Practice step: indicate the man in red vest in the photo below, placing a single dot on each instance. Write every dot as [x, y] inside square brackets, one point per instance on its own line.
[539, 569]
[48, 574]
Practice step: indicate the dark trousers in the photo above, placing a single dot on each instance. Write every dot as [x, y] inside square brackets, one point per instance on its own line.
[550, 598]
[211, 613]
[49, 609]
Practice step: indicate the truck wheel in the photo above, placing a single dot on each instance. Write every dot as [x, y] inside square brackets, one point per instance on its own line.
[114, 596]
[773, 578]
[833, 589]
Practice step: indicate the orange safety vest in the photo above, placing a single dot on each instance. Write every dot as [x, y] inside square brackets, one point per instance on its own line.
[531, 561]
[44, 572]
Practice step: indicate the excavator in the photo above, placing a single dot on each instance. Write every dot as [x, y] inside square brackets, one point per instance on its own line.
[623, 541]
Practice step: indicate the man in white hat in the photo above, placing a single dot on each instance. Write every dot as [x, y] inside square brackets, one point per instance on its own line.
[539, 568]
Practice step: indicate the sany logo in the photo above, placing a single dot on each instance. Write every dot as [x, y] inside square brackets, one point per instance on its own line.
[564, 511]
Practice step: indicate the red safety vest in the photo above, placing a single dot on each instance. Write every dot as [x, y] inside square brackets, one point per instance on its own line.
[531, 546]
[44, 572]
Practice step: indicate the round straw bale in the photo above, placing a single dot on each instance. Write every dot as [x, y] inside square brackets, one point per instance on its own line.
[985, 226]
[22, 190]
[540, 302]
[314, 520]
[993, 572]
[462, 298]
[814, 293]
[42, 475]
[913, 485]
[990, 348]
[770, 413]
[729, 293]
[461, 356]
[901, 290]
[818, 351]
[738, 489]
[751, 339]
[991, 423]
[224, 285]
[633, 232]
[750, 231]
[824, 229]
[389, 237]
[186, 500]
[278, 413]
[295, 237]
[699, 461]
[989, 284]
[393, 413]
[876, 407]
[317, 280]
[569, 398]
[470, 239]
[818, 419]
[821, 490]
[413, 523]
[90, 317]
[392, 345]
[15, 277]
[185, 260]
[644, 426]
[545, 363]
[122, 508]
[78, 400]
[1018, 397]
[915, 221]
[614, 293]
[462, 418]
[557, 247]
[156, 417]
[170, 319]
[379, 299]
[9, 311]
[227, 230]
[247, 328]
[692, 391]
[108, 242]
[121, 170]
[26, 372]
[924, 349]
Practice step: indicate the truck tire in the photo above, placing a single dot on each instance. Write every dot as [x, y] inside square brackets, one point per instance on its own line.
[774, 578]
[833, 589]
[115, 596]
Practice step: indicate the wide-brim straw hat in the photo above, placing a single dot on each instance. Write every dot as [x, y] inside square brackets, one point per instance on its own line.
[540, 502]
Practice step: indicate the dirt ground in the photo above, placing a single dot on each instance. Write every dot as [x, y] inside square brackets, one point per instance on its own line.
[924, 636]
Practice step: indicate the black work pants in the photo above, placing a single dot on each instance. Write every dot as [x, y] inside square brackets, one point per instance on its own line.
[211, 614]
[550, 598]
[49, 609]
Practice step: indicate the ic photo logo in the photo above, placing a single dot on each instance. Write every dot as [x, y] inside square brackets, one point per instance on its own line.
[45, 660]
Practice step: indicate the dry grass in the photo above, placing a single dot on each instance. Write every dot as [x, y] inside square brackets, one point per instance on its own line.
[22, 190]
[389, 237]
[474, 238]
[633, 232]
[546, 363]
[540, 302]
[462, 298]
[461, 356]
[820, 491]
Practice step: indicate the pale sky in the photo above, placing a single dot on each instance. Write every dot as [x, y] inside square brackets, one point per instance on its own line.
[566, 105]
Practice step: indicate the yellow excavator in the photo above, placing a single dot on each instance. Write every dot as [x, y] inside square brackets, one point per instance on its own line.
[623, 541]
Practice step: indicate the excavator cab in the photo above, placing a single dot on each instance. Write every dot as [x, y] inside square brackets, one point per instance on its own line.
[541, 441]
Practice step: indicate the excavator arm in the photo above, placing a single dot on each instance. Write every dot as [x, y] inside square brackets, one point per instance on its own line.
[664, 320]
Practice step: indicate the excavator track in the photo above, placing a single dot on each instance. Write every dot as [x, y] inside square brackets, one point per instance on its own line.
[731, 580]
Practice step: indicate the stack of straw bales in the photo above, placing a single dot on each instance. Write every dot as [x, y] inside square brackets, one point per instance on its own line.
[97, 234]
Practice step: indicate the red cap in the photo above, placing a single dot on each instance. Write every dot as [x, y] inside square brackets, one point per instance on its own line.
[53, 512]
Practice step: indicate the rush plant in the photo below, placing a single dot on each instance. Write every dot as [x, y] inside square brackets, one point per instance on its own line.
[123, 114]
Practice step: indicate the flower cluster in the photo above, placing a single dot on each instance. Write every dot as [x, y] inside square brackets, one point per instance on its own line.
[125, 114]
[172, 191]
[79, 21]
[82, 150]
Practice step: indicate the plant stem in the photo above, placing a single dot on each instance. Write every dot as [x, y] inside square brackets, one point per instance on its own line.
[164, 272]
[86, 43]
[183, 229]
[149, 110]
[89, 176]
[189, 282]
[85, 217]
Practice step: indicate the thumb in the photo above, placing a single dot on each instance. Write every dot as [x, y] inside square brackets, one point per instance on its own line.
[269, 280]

* _YOUR OBJECTIVE_: All the entries above need to be repeated word for word.

* _RESPONSE TO THIS EXERCISE_:
Practice step: indicate the man in red vest in the photo below, placing a single dot on each instance. Write every dot as [x, y] inside square brackets, one point per instance on its own line.
[539, 569]
[48, 574]
Practice step: indicate the dark trousers in the photo above, placing a single dot on each instance. Write every dot as [x, y] inside square brackets, one point per instance on its own line.
[550, 598]
[211, 613]
[49, 609]
Practice step: indicate the truck wheel in the photo above, placing a single dot on each instance. Write every dot as [x, y] inside square brackets, one point per instance on its own line.
[114, 596]
[773, 578]
[833, 589]
Practice step: indicate the orange safety vest in the photo above, placing a single dot on each instance. Write every dot as [x, y] inside square brackets, one point per instance on its own line.
[531, 561]
[44, 572]
Practice step: indicate the excavator in the photo above, placing a single dot on each instance. Write every dot as [x, y] inside square brackets, one point per instance on its own line.
[623, 541]
Practice step: indicate the man in white hat in the photo above, placing a single dot on each instance. Write every dot as [x, y] inside square brackets, one point per instance on its own line.
[539, 568]
Practice step: indicate the sany logo in the photo above, placing a single dot on each instance. Write every dot as [x, y] inside square brackets, one point per instance on its own line.
[564, 511]
Practice step: indicate the red safety vest in the photo above, placing a single dot on each instance. Write every dot as [x, y] inside square brackets, one point per instance on its own line.
[531, 546]
[44, 572]
Practice step: indicate the round straw bale in the photo above, placing a single dot on each instance. Write every dot as [x, y] inside square brackets, one point per instance on its own line.
[985, 226]
[22, 190]
[540, 302]
[314, 520]
[993, 572]
[462, 298]
[814, 293]
[42, 475]
[913, 485]
[990, 348]
[770, 413]
[729, 293]
[461, 356]
[901, 290]
[818, 351]
[738, 489]
[751, 339]
[991, 423]
[224, 285]
[633, 232]
[750, 231]
[824, 229]
[389, 237]
[186, 500]
[278, 413]
[295, 237]
[699, 461]
[989, 284]
[393, 413]
[876, 407]
[317, 280]
[569, 398]
[470, 239]
[818, 419]
[821, 490]
[413, 523]
[90, 317]
[392, 345]
[15, 277]
[185, 260]
[644, 426]
[545, 363]
[122, 508]
[78, 400]
[1018, 397]
[915, 221]
[614, 293]
[462, 418]
[557, 247]
[156, 417]
[170, 319]
[379, 299]
[9, 311]
[227, 230]
[247, 328]
[692, 391]
[108, 242]
[121, 170]
[26, 372]
[924, 349]
Practice step: indicate the truck tire in the photo above, placing a single dot on each instance. Write every dot as [x, y] inside square brackets, one point per instance on its own line.
[774, 578]
[833, 589]
[115, 596]
Practice step: indicate the wide-brim straw hat in the photo above, placing a single dot on each instance. Write every dot as [x, y] inside square brackets, one point per instance on its own line.
[540, 502]
Practice step: indicate the dirt ground in the photo above, placing a single dot on each instance. Write every dot as [x, y] inside square brackets, one point per instance on its own line.
[924, 636]
Practice step: indicate the black work pants in the photo above, placing a single dot on each instance. Write every dot as [x, y] inside square brackets, one point per instance on its own line.
[211, 614]
[550, 598]
[49, 609]
Practice step: indicate the ic photo logo in the photo above, placing a single dot on each instance. Write every dot as [x, y] inside square brackets, one point per instance on its own line.
[45, 660]
Practice step: indicate the dry grass in the photo above, placing a single dot on each instance. Write every dot as [x, y] inside square brackets, one point per instance on its own line.
[22, 190]
[389, 237]
[474, 238]
[633, 232]
[546, 363]
[540, 302]
[462, 298]
[461, 356]
[820, 491]
Practice step: indicate the pale sky in the photo above, placing a single dot on each instance. Write every dot as [x, y] inside square brackets, one point per instance on its own line.
[566, 105]
Practice step: indicate the yellow excavator in the photo above, placing a single dot on each instance. Write every dot as [x, y] inside square brackets, one point per instance on its own line.
[623, 541]
Practice step: indicate the excavator cab in the photo above, placing a single dot on each instance. Write every dot as [x, y] inside square brackets, one point per instance on its own line.
[541, 441]
Practice step: indicate the excavator arm in the photo above, placing a single dot on each instance. Write every dot as [x, y] inside square brackets, one point per instance on its own line.
[664, 320]
Practice step: indicate the excavator track in the photo above, placing a single dot on each instance. Write every dot as [x, y] inside square brackets, one point per instance on its own line.
[731, 580]
Practice step: indicate the stack of straw bales in the photo above, placing a single dot on each instance. Write every dot as [x, y] inside square brackets, one point per instance on its own line.
[97, 234]
Practice step: indicate the red cap in the photo above, placing a single dot on each instance. Write every dot as [x, y] inside square brackets, one point per instance on its own line.
[53, 512]
Practice step: indicate the rush plant in the photo below, placing a single dot on each instance. Write every dot as [x, y] inside square brackets, one point per instance on its own line.
[123, 114]
Practice step: indicate the flower cluster in the photo above, placing a single dot on each instance. Write every dot as [x, y] inside square brackets, one point per instance on its own line.
[125, 114]
[172, 191]
[79, 21]
[82, 150]
Practice step: indicate the plant stem in the photo above, placing a single dot on each instance. Write every dot as [x, y] inside square brackets, one point per instance on its own line.
[164, 272]
[86, 43]
[183, 229]
[149, 110]
[89, 176]
[189, 282]
[85, 217]
Practice step: indicate the thumb in the photo above, placing a single dot on each instance. Write every dot as [x, y] inside square brackets, one point per instance on its own line.
[269, 280]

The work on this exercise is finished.